SUPPLIED MATERIAL:
-----

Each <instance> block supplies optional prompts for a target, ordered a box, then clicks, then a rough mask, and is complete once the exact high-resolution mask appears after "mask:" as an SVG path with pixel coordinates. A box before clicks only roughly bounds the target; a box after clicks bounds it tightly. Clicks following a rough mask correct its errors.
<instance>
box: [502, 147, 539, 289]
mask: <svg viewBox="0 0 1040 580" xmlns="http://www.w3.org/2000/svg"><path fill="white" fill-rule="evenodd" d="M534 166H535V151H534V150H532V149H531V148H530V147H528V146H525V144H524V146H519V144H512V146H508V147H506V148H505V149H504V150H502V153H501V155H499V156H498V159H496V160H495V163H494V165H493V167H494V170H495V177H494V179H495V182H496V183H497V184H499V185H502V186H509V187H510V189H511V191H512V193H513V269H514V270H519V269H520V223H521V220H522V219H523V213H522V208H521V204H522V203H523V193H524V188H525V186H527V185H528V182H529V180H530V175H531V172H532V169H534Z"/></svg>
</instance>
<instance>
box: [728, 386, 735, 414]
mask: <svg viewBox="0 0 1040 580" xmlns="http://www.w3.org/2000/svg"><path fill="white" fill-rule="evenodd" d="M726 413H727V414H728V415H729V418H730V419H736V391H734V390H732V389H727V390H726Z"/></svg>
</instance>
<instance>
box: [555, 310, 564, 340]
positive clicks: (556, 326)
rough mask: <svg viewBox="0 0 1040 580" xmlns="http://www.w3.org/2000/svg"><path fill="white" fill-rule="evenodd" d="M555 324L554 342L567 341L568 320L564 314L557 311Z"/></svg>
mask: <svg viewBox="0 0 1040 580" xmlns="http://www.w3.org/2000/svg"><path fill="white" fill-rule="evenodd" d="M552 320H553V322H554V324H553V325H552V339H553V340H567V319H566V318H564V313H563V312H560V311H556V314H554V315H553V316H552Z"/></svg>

-----

WHAT THE TASK REQUIRES: Rewrite everything from the start of the data down to the line containing "box: [502, 147, 539, 289]", changing "rough mask" to "coarse mask" and leaving every other word as it is.

TASK OUTPUT:
Each <instance> block supplies optional prompts for a target, ordered a box, then clicks, then a coarse mask, and is complete once the exact high-resolution mask appears after "mask:" as an SVG path with pixel coordinates. A box before clicks only roughly bounds the target; a box after clicks bounds it tightly. Clicks following a coarse mask correct its errors.
<instance>
box: [502, 147, 539, 289]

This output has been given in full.